Immagine di copertina
Credit: PIxabay

Autobiografia di una generazione nel decennio tunnel

2010 2020 | Giovani, sfruttati, senza futuro: il decennio visto dai millennials

Bisogna riavvolgere il nastro e tornare indietro di un decennio. Se vogliamo davvero comprendere questi anni Dieci che volgono all’epilogo, dobbiamo infatti guardarci dentro e riflettere, innanzitutto, su noi stessi. Siamo i cosiddetti “millennials”, la generazione nata a cavallo fra gli anni Ottanta e i Novanta, coloro che avevano vent’anni quando Facebook iniziava ad affacciarsi nelle nostre vite e Twitter, almeno in Italia, era ancora appannaggio di una ristretta cerchia di pionieri.

Siamo i figli del post-Muro, la generazione cresciuta nel culto dell’Europa e dell’Erasmus, quelli cui da bambini avevano raccontato che il nuovo Millennio sarebbe stato tutto rose e fiori e che la fine delle ideologie novecentesche fosse una meraviglia perché finalmente la politica, fuori dalla logica dei blocchi contrapposti, sarebbe stata libera di confrontare le proprie idee in maniera costruttiva e senza barriere di sorta a fungere da ostacolo.

Siamo, dunque, una delle generazioni più ingannate di sempre, seconda solo a coloro che avevano vent’anni il 10 giugno 1940 e che nel luglio di tre anni dopo avrebbero visto crollare tutti i miti e le certezze di cartapesta di una non ideologia trasformatasi in regime che aveva condotto l’Italia nel baratro dell’alleanza con Hitler e di una guerra devastante.

Siamo una generazione cui è stato tolto tutto: sogni, speranze, prospettive, il concetto stesso di futuro, tanto che in questo Paese non nascono più bambini e migliaia di cervelli ogni anno preferiscono emigrare altrove, con una valigia colma di rimpianti e il cuore pesante di chi sa di essere vittima di un’ingiustizia cui non può in alcun modo opporsi.

Siamo la generazione, complessivamente, più colta di sempre ma anche la più sfruttata, costretta a vivere con salari da fame e contratti all’insegna della precarietà: un fattore esistenziale prim’ancora che lavorativo, ormai assurto a condizione quasi ineluttabile.

§ **OBIETTIVO DEL COMPITO**
Puoi riscrivere in forma di elenco il paragrafo del brano sui millennials che inizia con «Siamo una generazione cui è stato tolto tutto», conservandone i fatti principali? I record non hanno alcun ruolo in questo.

§ **DATI ESTRATTI**
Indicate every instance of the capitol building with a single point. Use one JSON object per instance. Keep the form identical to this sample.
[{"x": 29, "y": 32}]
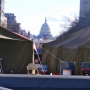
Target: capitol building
[{"x": 45, "y": 32}]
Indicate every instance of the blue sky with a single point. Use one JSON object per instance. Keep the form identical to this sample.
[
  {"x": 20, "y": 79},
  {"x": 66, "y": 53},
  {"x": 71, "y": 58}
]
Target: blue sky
[{"x": 31, "y": 13}]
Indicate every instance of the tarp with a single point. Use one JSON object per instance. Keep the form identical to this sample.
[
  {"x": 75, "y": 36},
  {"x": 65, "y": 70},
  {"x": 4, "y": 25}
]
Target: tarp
[
  {"x": 16, "y": 52},
  {"x": 74, "y": 47}
]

§ **COMPITO SVOLTO**
- Alla generazione sono stati tolti sogni, speranze, prospettive e il concetto stesso di futuro.
- In questo Paese non nascono più bambini.
- Ogni anno migliaia di cervelli preferiscono emigrare altrove, con una valigia colma di rimpianti.
- Chi parte sa di essere vittima di un'ingiustizia a cui non può in alcun modo opporsi.